REQUIRED TASK 1: Where was the Materials Bowl held, according to the article about the competition?
REQUIRED TASK 2: Reproduce the Materials Bowl article word for word, everything from "The annual event" down to "projects and presentations.".
REQUIRED TASK 3: Pick up the article about the Materials Bowl after its final sentence and keep writing.

DOCUMENT:
◇ ◇ ◇

Team members (left to right) Nolan Walker, Brooke Hudson, Adam Pocock and Cougar Garcia took home the top prize of $1,000 and brought the Materials Territorial Trophy to Tempe. Photo provided by Shahriar Anwar.

 

Arizona State University’s Ira A. Fulton Schools of Engineering had seven teams compete against 13 teams from the University of Arizona (UA) Department of Materials Science and Engineering (MSE) in the 13th Annual Materials Bowl on April 25, 2016.

The Materials Bowl is a senior capstone project and poster competition sponsored by the ASM International Phoenix Chapter in which six jury members from the materials community award three top ranked projects. The winning team receives the Materials Territorial Trophy.

The annual event took place at the Memorial Union on ASU’s Tempe campus. At the event, teams of around three to four students gave presentations to a panel of judges and were critiqued based on the quality of their projects and presentations.

“In the MSE capstone course we strive to give the students as much real life experience as possible,” says Shahriar Anwar, a senior research specialist in the School for Engineering of Matter, Transport and Energy. “From soliciting a mentor that is preferably from the local industry, to finding a suitable project that can be delivered within the given time frame, to sticking to a budget.”

This year, ASU’s team of Cougar Garcia, Brooke Hudson, Adam Pocock and Nolan Walker took home the top prize of $1,000 and brought the Materials Territorial Trophy to ASU at least until next year. Their project was titled “Ultra-Low-Noise Cryogenic Dipping Probe with Dynamic Range for JMRAM Applications.” JMRAM devices are used for superconducting supercomputing to reduce power consumption, but current dipping probes working at ultra-low temperatures of 4K generate noisy results whereas much more expensive systems that cost around $20,000 are less noisy but operate at a limited voltage range. The group designed and made a low-noise dipping probe at a fraction of the cost (around $2,000).

◇ ◇ ◇

Box annotations for photos:
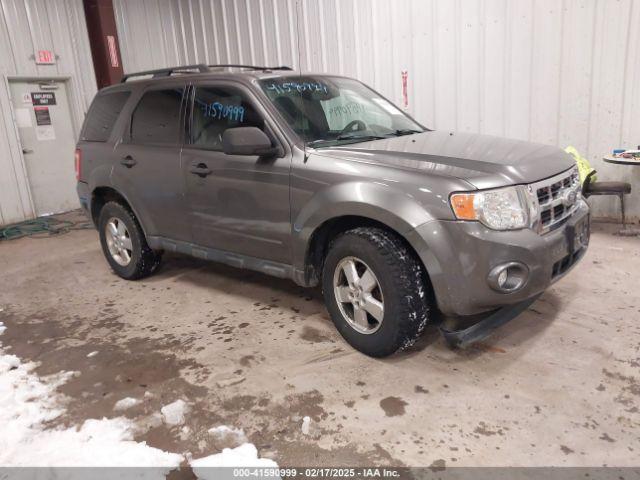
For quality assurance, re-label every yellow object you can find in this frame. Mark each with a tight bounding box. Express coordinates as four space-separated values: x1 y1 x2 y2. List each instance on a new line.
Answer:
564 145 596 185
451 193 477 220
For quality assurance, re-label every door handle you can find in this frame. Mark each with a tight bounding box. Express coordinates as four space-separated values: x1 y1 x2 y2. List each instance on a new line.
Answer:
120 155 138 168
189 163 211 178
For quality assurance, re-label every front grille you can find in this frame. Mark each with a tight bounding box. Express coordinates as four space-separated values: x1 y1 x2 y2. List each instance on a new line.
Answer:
530 167 580 234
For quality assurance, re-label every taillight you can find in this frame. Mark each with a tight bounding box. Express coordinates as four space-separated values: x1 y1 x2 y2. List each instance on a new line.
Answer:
75 148 82 180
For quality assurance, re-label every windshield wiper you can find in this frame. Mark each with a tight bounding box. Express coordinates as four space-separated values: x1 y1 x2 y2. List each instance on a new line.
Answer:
307 134 389 148
336 133 387 140
394 128 424 137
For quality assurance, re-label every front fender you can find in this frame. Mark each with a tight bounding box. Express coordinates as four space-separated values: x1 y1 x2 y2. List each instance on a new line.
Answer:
292 181 434 272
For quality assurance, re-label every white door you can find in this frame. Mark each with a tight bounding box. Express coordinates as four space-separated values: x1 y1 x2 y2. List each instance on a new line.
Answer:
9 80 79 216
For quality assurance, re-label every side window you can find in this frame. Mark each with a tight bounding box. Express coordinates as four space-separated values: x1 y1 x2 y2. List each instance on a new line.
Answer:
82 92 131 142
131 88 183 144
191 87 264 151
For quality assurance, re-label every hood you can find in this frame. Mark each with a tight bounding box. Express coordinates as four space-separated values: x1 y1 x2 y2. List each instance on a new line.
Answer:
322 131 575 189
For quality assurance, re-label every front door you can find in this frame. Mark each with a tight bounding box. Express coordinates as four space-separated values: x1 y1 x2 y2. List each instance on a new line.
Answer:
9 80 79 216
182 84 291 264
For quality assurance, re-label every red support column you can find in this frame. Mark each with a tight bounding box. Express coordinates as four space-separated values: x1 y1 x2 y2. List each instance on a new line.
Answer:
83 0 123 88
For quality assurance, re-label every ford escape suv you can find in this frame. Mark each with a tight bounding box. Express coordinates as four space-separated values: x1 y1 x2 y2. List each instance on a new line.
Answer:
76 65 589 356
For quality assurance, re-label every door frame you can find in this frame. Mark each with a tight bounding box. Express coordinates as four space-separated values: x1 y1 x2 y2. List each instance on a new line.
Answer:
3 74 80 218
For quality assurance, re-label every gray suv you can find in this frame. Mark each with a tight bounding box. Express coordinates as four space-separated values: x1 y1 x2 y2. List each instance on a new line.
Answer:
76 65 589 357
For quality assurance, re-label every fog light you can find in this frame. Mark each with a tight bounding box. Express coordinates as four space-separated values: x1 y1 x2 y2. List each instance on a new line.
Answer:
487 262 529 293
498 268 509 288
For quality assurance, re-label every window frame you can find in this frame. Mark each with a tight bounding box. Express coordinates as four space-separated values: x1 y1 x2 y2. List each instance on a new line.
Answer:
183 79 288 155
80 89 135 143
122 81 189 147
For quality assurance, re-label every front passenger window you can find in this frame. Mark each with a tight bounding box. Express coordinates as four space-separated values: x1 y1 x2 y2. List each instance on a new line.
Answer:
191 87 264 151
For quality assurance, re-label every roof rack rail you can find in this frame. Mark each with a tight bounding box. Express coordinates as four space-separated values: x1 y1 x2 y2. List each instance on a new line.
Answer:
120 63 209 83
207 64 293 70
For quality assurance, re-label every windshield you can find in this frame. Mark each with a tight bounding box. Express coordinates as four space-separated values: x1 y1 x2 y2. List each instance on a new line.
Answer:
260 76 425 147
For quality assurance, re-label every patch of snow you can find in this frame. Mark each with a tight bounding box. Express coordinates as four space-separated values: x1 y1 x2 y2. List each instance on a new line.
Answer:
160 400 189 425
180 425 191 441
209 425 247 445
189 443 278 474
0 351 183 468
302 416 311 435
216 375 245 388
0 355 20 373
113 397 141 411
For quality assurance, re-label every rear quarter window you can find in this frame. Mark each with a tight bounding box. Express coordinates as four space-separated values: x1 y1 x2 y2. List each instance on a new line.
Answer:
81 92 131 142
131 87 184 144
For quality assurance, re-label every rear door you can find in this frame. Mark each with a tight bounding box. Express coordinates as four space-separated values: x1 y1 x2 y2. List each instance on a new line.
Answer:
182 81 291 264
112 83 191 241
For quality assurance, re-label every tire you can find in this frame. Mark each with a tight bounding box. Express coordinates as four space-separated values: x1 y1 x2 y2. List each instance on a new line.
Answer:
322 227 430 357
98 202 162 280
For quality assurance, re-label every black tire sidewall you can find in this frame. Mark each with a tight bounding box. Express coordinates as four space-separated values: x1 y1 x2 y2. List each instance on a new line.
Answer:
322 234 412 357
98 202 142 279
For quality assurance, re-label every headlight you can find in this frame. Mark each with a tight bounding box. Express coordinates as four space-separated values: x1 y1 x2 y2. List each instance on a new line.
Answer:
450 186 532 230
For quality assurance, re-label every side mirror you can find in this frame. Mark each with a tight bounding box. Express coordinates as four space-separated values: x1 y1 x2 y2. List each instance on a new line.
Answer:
222 127 281 157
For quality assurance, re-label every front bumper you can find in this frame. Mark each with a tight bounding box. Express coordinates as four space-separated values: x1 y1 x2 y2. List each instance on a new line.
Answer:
407 200 589 316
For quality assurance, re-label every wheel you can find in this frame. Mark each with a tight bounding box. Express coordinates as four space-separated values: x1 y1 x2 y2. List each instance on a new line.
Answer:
322 228 429 357
98 202 162 280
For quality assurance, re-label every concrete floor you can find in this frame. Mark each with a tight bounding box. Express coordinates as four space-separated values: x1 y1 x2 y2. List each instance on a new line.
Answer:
0 212 640 467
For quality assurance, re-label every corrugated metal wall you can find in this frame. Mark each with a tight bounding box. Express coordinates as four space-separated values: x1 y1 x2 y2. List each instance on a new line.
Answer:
114 0 640 217
0 0 96 225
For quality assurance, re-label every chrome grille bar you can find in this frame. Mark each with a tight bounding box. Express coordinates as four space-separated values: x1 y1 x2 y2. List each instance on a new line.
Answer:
529 167 581 235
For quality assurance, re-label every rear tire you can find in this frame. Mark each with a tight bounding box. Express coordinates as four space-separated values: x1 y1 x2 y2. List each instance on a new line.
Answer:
98 202 162 280
322 227 430 357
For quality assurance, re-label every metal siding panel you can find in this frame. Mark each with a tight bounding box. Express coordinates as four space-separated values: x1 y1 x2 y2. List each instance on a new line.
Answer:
558 0 596 153
505 0 533 140
530 0 562 144
586 1 640 216
456 0 484 132
433 0 459 130
478 0 511 135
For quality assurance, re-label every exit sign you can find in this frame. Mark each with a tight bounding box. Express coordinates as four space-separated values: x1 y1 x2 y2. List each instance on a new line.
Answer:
36 50 56 65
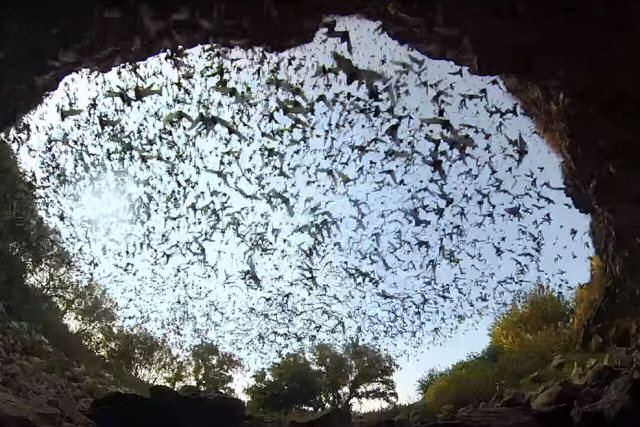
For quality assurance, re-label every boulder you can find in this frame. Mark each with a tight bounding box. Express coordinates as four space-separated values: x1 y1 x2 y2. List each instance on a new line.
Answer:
569 362 585 385
551 356 565 369
498 388 529 408
289 408 352 427
0 393 44 427
531 381 580 423
603 347 633 368
571 375 640 427
178 385 200 397
589 334 604 353
55 397 91 426
584 363 620 387
89 387 247 427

◇ ◇ ◇

WRITTEN RESPONSE 1: At the Memorial Union on ASU's Tempe campus.

WRITTEN RESPONSE 2:
The annual event took place at the Memorial Union on ASU’s Tempe campus. At the event, teams of around three to four students gave presentations to a panel of judges and were critiqued based on the quality of their projects and presentations.

WRITTEN RESPONSE 3:
Materials Bowl

Left to right: Elizabeth Quigley, Zheyu Luo, Wey Lee and Anoosha Murella captured third place at the 13th annual Materials Bowl. Photo provided by Shahriar Anwar.

The third place team from the Fulton Schools featured Wey Lee, Zheyu Luo, Anoosha Murella and Elizabeth Quiqley. Their project, “Powder Reuse Characterization for Additive Manufacturing,” earned the group a $300 prize. The group worked with Honeywell, Inc., to recycle the use of Inconel powder used for the new technique of additive manufacturing of engine parts, turbine blades and parts of the fuselage. Currently up to 90 percent of the powder is discarded after the fabrication process. This group designed a water elutriation system to reduce this waste thus reducing the cost of the additive manufacturing process by about 70 percent.

Students work very hard throughout the year under the guidance of President’s Professor and Materials Science and Engineering Undergraduate Program Chair James Adams and Materials Science and Engineering Professor Stephen Krause. New to this year, students were able to have one credit of the capstone project course in fall to plan and two credits in spring to bring the project to life.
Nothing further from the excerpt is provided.